**DATA IN THIS EXERCISE:**

━━━━━━━━

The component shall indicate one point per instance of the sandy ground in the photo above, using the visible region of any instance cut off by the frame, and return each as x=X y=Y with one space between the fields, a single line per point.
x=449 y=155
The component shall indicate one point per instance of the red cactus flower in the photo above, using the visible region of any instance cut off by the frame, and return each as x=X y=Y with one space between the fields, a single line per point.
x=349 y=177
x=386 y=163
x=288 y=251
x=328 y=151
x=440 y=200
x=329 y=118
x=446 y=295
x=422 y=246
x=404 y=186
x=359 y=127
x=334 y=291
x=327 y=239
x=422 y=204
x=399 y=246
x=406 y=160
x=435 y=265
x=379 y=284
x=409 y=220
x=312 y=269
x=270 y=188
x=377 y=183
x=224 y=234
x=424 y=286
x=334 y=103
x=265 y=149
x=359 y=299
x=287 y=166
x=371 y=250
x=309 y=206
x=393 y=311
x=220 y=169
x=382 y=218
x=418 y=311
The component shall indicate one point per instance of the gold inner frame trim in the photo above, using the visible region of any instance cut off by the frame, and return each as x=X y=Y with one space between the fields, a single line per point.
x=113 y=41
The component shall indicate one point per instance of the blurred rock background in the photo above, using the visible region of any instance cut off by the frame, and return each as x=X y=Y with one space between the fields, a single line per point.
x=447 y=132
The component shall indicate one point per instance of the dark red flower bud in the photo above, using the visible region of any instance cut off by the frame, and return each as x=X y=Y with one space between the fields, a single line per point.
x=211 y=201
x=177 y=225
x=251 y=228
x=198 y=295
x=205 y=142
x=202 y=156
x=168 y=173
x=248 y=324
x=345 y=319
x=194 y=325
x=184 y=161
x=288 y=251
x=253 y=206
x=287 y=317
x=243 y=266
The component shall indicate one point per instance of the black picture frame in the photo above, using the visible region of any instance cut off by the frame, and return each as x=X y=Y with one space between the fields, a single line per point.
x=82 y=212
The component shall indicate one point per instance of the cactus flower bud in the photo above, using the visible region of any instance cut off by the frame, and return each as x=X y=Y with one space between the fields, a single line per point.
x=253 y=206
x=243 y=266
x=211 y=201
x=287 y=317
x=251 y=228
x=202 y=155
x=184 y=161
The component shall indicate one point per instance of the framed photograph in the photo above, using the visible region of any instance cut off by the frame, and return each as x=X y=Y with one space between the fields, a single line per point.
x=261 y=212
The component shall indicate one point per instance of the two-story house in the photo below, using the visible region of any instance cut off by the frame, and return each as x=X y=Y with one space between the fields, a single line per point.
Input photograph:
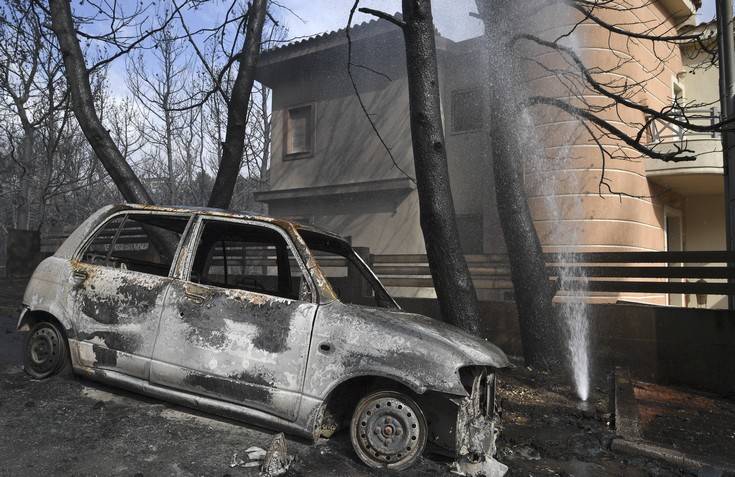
x=330 y=168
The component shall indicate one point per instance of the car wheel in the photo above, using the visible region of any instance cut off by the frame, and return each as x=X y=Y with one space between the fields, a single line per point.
x=46 y=351
x=388 y=430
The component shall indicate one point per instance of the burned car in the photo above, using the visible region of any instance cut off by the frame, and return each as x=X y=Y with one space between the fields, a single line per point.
x=262 y=320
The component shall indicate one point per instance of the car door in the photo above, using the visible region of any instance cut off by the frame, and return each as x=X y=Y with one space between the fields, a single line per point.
x=120 y=280
x=237 y=324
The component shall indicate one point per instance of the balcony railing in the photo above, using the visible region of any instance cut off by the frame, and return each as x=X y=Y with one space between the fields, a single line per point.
x=664 y=132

━━━━━━━━

**ABOUT THIS EXERCISE:** What are the lines from the one containing "of the burned" to the end of the material above? Return them exactly, and only them.

**YOUR SOLUTION:**
The component shall indicate one point per instance of the burned car in the photo above, using the visible region of any instance cut off by the frame, and return each as x=X y=Y with one space between the fields, a single line per point.
x=262 y=320
The component shall indicate one point per instance of the car door in the photo above, using the visible region of any instance cut off by the frame, and return each as x=X y=Y with one space between the fields, a single line per point.
x=120 y=280
x=237 y=324
The component shall indicate one point per instance of the balcony railing in the photo above, using the visible region of any instance cut off by the frame, and return each as x=X y=Y with one space between the fields, a single line per point.
x=664 y=132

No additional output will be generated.